• **出典**
★ ★ ★ ★

本発明の架橋アクリレート系繊維は、従来の架橋アクリレート系繊維にはないゴールド色に近似する色を有しており、産業資材用繊維と混用しても違和感を生じさせることがない。かかる色は、具体的には、JIS−Z−8729に記載の表示方法において、Lが60〜75、aが5.0〜14.5、bが23.0〜30.0である色であり、Lが65〜75、aが7.0〜13.0、bが23.5〜27.0である色であることが好ましい。
【0014】
かかる本発明の架橋アクリレート系繊維は、アクリロニトリル系繊維に対して、(a)ヒドラジン系化合物による架橋導入処理、(b)過酸化物による処理、(c)アルカリ性金属化合物による加水分解処理の各処理を、(a)、(b)、(c)の順に施すか、または、(a)を施した後、(b)および(c)を同時に施すことにより得ることができる。

★ ★ ★ ★

• **提供資料**
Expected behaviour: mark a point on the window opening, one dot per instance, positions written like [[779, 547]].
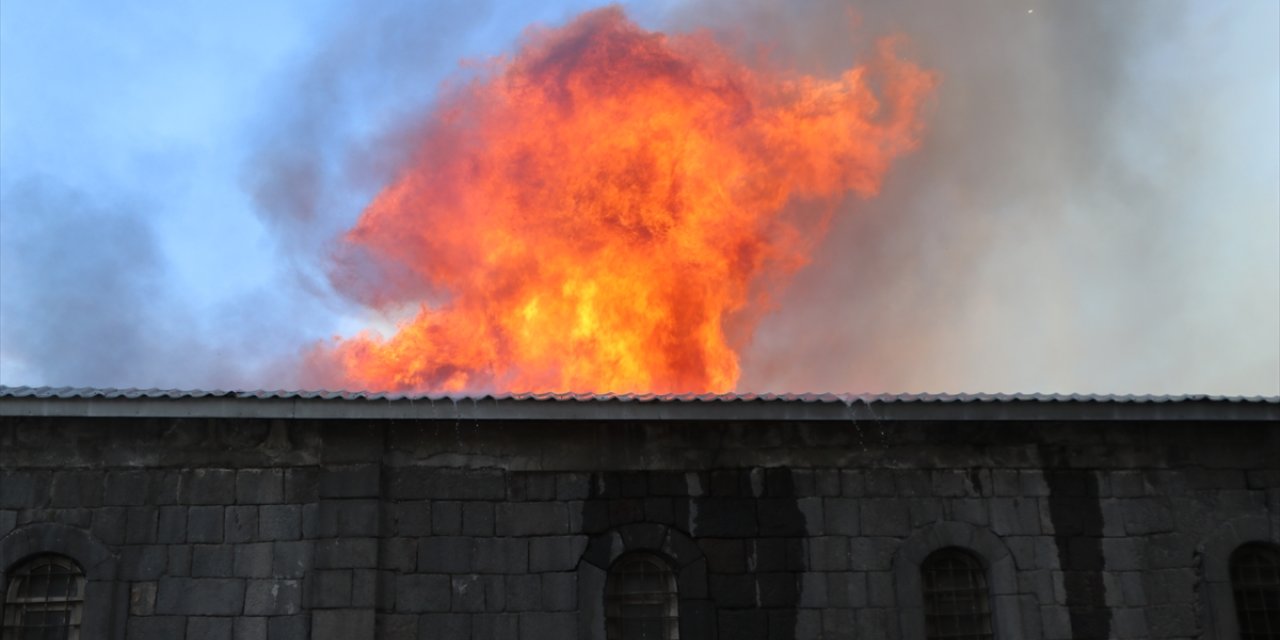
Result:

★ ★ ★ ★

• **課題**
a) 出典によると、本発明の架橋アクリレート系繊維は何色に近似する色を有しているか。
b) 架橋アクリレート系繊維についての出典から、「本発明の架橋アクリレート系繊維は、従来の」から「ある色であることが好ましい。」までを一字一句変えずに書き出せ。

• **課題別の回答**
a) ゴールド色に近似する色を有している。

b)
本発明の架橋アクリレート系繊維は、従来の架橋アクリレート系繊維にはないゴールド色に近似する色を有しており、産業資材用繊維と混用しても違和感を生じさせることがない。かかる色は、具体的には、JIS−Z−8729に記載の表示方法において、Lが60〜75、aが5.0〜14.5、bが23.0〜30.0である色であり、Lが65〜75、aが7.0〜13.0、bが23.5〜27.0である色であることが好ましい。